Referring expression data:
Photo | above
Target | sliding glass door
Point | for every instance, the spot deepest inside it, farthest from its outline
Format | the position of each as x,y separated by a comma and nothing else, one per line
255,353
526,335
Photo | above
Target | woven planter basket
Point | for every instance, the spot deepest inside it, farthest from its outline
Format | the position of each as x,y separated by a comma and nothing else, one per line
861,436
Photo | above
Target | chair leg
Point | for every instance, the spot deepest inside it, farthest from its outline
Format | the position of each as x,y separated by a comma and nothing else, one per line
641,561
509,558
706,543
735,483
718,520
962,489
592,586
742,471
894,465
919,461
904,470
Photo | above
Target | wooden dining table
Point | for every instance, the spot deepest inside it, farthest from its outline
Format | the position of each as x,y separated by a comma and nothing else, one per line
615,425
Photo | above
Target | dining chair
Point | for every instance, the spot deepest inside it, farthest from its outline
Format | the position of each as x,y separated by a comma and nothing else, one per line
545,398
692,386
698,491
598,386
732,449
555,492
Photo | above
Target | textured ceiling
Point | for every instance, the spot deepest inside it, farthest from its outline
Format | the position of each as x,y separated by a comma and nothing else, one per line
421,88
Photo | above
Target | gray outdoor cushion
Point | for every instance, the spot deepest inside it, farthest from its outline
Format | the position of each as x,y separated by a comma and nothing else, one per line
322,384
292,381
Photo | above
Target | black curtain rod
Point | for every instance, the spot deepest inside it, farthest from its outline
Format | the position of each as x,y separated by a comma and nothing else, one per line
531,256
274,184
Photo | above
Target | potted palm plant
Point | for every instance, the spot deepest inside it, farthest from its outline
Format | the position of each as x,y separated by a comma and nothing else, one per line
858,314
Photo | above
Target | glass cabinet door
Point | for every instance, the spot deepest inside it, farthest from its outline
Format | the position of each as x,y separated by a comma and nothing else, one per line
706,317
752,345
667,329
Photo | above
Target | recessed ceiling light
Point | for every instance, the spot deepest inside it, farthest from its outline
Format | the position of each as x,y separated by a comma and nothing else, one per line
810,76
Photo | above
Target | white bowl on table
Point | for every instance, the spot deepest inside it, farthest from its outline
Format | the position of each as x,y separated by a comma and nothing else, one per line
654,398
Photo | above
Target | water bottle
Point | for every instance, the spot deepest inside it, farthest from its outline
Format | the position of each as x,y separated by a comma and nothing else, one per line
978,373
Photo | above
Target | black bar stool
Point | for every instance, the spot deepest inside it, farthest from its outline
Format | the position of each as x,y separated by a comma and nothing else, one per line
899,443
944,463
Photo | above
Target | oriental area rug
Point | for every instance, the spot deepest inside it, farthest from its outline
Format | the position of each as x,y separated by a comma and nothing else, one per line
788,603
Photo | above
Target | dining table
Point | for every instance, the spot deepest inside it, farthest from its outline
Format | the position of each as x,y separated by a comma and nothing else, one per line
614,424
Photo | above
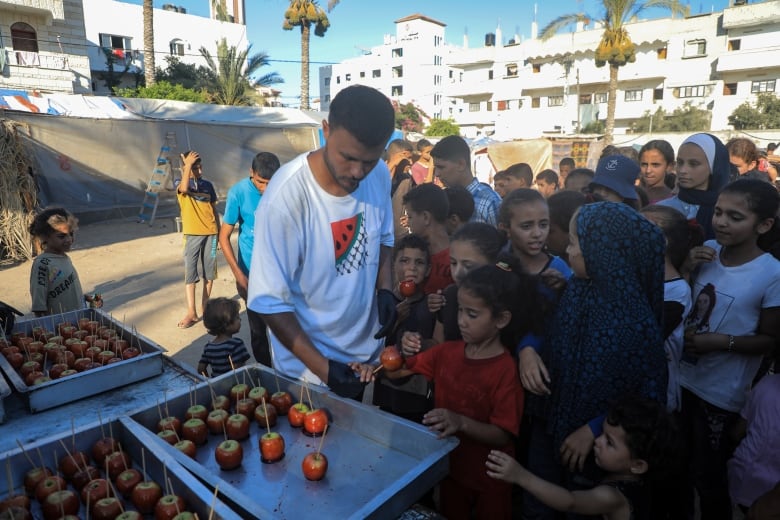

[PROBLEM STATEMENT] A single number is the whole answer here: the number of lines in the data containing "glass".

[WORKED SOLUTION] 2